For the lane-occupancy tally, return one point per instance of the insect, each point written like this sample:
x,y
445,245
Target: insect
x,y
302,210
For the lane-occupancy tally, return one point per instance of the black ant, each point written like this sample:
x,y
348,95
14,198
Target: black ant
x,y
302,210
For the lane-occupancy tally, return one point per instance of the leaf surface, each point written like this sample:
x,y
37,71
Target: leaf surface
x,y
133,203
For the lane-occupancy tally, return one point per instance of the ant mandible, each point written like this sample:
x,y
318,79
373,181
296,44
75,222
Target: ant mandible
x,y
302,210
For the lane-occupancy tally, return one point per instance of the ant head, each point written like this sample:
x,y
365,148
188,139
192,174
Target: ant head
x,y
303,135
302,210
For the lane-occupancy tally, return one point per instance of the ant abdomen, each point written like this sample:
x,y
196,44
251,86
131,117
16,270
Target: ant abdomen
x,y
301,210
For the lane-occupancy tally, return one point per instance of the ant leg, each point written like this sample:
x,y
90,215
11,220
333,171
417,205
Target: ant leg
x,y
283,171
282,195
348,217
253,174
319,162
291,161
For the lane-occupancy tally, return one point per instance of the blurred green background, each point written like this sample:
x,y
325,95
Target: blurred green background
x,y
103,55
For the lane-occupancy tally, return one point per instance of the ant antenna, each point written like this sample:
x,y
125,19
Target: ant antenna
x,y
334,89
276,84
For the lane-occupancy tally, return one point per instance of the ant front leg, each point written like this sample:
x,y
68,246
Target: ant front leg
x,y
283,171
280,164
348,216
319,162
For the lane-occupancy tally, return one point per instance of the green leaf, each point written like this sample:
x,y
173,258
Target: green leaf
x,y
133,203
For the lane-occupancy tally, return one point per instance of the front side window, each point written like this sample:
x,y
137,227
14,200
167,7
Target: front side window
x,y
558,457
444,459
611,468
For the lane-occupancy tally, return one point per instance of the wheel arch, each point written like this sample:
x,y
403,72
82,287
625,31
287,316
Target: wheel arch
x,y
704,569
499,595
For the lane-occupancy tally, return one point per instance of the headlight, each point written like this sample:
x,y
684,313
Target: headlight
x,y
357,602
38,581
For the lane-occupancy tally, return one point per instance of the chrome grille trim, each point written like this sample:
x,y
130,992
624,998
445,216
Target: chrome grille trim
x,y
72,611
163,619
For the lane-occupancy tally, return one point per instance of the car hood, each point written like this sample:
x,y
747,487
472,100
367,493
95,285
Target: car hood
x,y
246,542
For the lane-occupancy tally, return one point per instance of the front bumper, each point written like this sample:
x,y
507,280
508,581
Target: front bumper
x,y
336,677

◆ **SET EXERCISE**
Reproduce all of the material above word for word, keeping every line in its original order.

◆ **ANSWER TO THE EXERCISE**
For the lane-occupancy tally, return one point per instance of the insect, each point written like this sample:
x,y
445,245
Target: insect
x,y
302,210
For the lane-occupancy tally, return one point per instance of the black ant, each point written like this sample:
x,y
348,95
14,198
Target: black ant
x,y
302,210
For the lane-occupancy tally, return one point per instance of the leaf surface, each point written like this sample:
x,y
37,71
Target: leaf surface
x,y
133,203
For the lane-occupancy tally, return one point per instance of the ant mandible, each point written like this sample:
x,y
318,79
373,181
296,44
75,222
Target: ant mandible
x,y
302,210
For the lane-occupancy tally, return one point per instance of the ant head, each point written like this sample:
x,y
365,148
188,139
192,174
Target: ant head
x,y
303,135
302,210
For the lane-occupancy tally, return one point per instance of the ant abdomen, each point written like this sample:
x,y
196,44
251,86
131,117
16,270
Target: ant abdomen
x,y
301,210
For the lane-occupancy tally, return one point per instance of the ant leg, each point written like this sample:
x,y
90,215
11,220
333,171
417,205
Target: ant leg
x,y
283,171
282,195
348,217
253,174
319,162
291,161
For the lane-occupancy tally, return one point per instance of the blurred green background, each point written like this sample:
x,y
325,95
Target: blurred green background
x,y
103,55
For the lane-occupancy tally, return one point per instance of the ant antenna, each point written like this sample:
x,y
125,19
Target: ant antenna
x,y
334,89
276,84
For the lane-occupancy tally, return one point per instance of the ant front leg, each point written like this sample:
x,y
68,246
Target: ant front leg
x,y
283,171
280,164
348,216
319,162
For the lane-occupancy tally, return one point per instance of the green leaf, each point written like this sample:
x,y
173,258
Target: green leaf
x,y
133,203
For the lane-occupancy tally, return one point per instance of the front side window, each point written like this sample:
x,y
137,227
14,200
167,7
Target: front side window
x,y
558,457
444,459
611,468
For the lane-occupancy tally, return one point per instance of the wheel arch, each point written like this sample:
x,y
403,72
82,287
625,31
287,316
Target: wheel arch
x,y
704,569
499,595
For the lane-occupancy tally, return one point per instance of the headlight, each point written like this sample:
x,y
684,313
Target: headlight
x,y
357,602
38,581
For the lane-occupancy tally, return one point per instance of the chrome grille trim, each point written like this sample:
x,y
130,992
624,998
445,216
Target: chrome grille trim
x,y
72,611
163,619
For the lane-occupancy tally, return one point per instance of the car hood, each point written like this sample:
x,y
747,487
472,100
367,493
95,285
Target: car hood
x,y
246,542
For the lane-occupancy tally, return one point per instance of the front bumper, each point written like this sample:
x,y
507,280
508,581
Target: front bumper
x,y
336,677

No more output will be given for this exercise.